⟨

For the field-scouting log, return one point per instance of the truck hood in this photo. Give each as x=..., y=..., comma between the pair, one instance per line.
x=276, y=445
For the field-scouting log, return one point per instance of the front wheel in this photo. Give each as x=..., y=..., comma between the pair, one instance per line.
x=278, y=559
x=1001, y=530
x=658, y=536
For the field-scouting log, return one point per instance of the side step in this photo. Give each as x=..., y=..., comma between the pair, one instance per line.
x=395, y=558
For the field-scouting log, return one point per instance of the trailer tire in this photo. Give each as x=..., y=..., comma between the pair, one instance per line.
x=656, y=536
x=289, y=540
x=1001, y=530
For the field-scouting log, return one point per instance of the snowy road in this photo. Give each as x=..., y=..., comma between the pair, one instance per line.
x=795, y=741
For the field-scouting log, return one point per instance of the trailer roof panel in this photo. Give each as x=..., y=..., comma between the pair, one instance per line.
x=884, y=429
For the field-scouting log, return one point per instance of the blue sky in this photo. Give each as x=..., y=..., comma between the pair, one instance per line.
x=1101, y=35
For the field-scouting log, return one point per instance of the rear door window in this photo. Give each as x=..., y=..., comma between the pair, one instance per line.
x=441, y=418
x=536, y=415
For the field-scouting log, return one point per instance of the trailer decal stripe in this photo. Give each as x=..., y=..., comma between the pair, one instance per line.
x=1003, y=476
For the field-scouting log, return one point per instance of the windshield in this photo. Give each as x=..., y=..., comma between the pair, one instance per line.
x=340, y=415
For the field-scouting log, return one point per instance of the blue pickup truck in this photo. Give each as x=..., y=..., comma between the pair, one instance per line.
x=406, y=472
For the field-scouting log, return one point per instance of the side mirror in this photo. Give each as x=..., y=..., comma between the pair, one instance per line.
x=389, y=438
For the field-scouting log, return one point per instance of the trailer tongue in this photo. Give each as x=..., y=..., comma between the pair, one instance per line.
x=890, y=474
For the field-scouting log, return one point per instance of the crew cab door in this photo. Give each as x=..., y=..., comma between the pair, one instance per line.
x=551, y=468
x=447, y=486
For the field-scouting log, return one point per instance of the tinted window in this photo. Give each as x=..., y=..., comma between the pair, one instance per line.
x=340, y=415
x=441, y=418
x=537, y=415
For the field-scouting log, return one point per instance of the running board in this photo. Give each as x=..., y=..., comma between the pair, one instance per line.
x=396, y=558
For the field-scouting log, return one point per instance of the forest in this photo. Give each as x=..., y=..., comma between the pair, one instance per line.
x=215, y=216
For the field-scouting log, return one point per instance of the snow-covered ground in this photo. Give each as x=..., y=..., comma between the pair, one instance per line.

⟩

▶ [Exercise aim] Your answer should be every entry above, repeated exactly.

▶ [Result]
For the field-scouting log, return one point per instance of the truck hood in this photo. Give each as x=..., y=..., comma between the pair, one instance per line.
x=276, y=445
For the field-scouting log, return one point per instance of the front wheel in this photo. Give each as x=..., y=..., comma between the pair, one instance per line.
x=278, y=559
x=1001, y=530
x=658, y=536
For the field-scouting log, return one point per instance of the side step in this photo. Give each as x=..., y=..., comma between the pair, one instance per line.
x=395, y=558
For the field-scouting log, return one point per instance of the trailer tire in this photo. Give each as x=..., y=..., comma between the pair, one instance per line.
x=656, y=536
x=289, y=540
x=1001, y=530
For the field-scouting log, return one point per instance of the snowy road in this photo. Give each as x=..., y=..., comma between the pair, one instance per line.
x=795, y=741
For the field-scouting log, return one point per instance of the trailer roof panel in this photo. Give each as x=..., y=..., comma between the pair, one instance per line.
x=884, y=429
For the field-scouting log, return one point per instance of the blue sky in this photo. Give each as x=..., y=..., comma between the pair, one instance per line.
x=1101, y=35
For the field-scouting log, return one point per instance of the rear door window in this photo. Give each as x=..., y=..., comma between the pair, one instance per line.
x=441, y=418
x=536, y=415
For the field-scouting log, return one point per instance of the trailer decal stripe in this photo. Give each as x=..., y=..., comma between the pair, one instance per line.
x=1003, y=476
For the field-scouting log, return one point per instance of the windshield in this photo. Give each as x=..., y=..., comma between the pair, one instance per line.
x=340, y=415
For the field-scouting log, return one point per instance of the blue pickup truck in this photo. Give each as x=..., y=..., comma between the pair, one instance per line.
x=406, y=472
For the field-scouting log, return one point per instance of the side mirror in this photo. Give each as x=..., y=..., comma between the pair, one instance per line.
x=389, y=438
For the field-scouting log, return one point per instance of the trailer tongue in this photo. Give each as x=..., y=..., comma between the pair, one instance per line.
x=890, y=474
For the field-scouting log, return one point per instance of the crew cab door in this photo. Give each as x=..., y=..., comma between the pair, one instance per line.
x=551, y=468
x=447, y=486
For the field-scouting log, return one point per instance of the tinted window in this photo. Give each as x=..., y=..., comma between the pair, one instance per line.
x=340, y=415
x=441, y=418
x=537, y=415
For the field-scouting log, return one point per instance of the running board in this photo. Give each as x=..., y=..., comma between the pair, one instance per line.
x=396, y=558
For the field-scouting log, return one point per instance of the forest in this photo. Give each as x=..., y=..., comma between the pair, one instance per line.
x=215, y=216
For the field-scouting log, return one point per instance of the snow-covered ground in this photo. Give each as x=..., y=..., comma between the pair, one instance per line.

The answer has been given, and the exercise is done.